*EXCERPT TO READ*:
────────────────────
Post-Storm Event Assessment: Damaged Building Detection and Classification

Group Name: Double-Y | Public Leaderboard: 11/222 (Top 5%)
EY Open Science Data Challenge Program 2024
Inference samples predicted by our trained model.

Geospatial analysis.

Summary

Coastal regions are extremely vulnerable to storms and tropical cyclones, which have caused significant economic costs and numerous fatalities. This underscores the urgent need for action to protect the sustainability and resilience of coastal communities. In this paper, we present an AI-driven geospatial analysis pipeline for automating coastal disaster assessment by detecting building damage from satellite imagery. Firstly, we propose an effective and scalable pipeline to train an artificial intelligence (AI) model for damaged building detection using a limited dataset. Specifically, we use Microsoft’s Building Footprint dataset as pretraining data, allowing our AI model to quickly adapt and learn the Puerto Rico landscape. Subsequently, we fine tune the model with a carefully engineered sequence using manually annotated data and self-annotated data. Upon training, we used our AI model to generate geospatial heatmaps of damaged building counts and damage ratio, which are useful to assess the storm damage and coastal vulnerability. Our approach placed us in top 5% in the public leaderboard, enabling us to be shortliested for the global semi-final rounds.

Competition Overview

1. Objective: The goal of the challenge is to develop a machine learning model to identify and detect “damaged” and “un-damaged” coastal infrastructure (residential and commercial buildings), which have been impacted by natural calamities such as hurricanes, cyclones, etc. Participants will be given pre- and post-cyclone satellite images of a site impacted by Hurricane Maria in 2017 and build a machine learning model, designed to detect four different objects in a satellite image of a cyclone impacted area:

  • Undamaged residential buildings
  • Damaged residential buildings
  • Undamaged commercial buildings
  • Damaged commercial buildings

2. Mandatory Dataset:

  • High-resolution panchromatic satellite images before and after a tropical cyclone: Maxar GeoEye-1 (optical)

3. Optional Dataset (that we used):



Key Challenges

1. Dataset Collection: Manually annotating all four classes in the provided high-resolution satellite dataset from Maxar's GEO-1 mission, covering an area of 327 sq.km of San Juan, Puerto Rico, is a time-consuming task. With only one month for the competition duration, this task poses significant challenges in terms of time and energy allocation.

2. Class Imbalanced: The dataset contains four unique classes. However, our analysis indicates that damaged buildings are significantly underrepresented compared to undamaged ones. Moreover, residential buildings are more prevalent than commercial ones. This imbalance may introduce bias into the model, causing it to favor the majority class.
────────────────────
*GIVEN RECORDS*:
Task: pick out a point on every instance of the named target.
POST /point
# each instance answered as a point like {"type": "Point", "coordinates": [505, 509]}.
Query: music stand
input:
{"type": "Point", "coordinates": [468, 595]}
────────────────────
Please reproduce, word for word, the stretch of the storm-damage write-up from "1. Dataset Collection: Manually" through "the majority class.". The records were taken from a separate source.

*ANSWER*:
1. Dataset Collection: Manually annotating all four classes in the provided high-resolution satellite dataset from Maxar's GEO-1 mission, covering an area of 327 sq.km of San Juan, Puerto Rico, is a time-consuming task. With only one month for the competition duration, this task poses significant challenges in terms of time and energy allocation.

2. Class Imbalanced: The dataset contains four unique classes. However, our analysis indicates that damaged buildings are significantly underrepresented compared to undamaged ones. Moreover, residential buildings are more prevalent than commercial ones. This imbalance may introduce bias into the model, causing it to favor the majority class.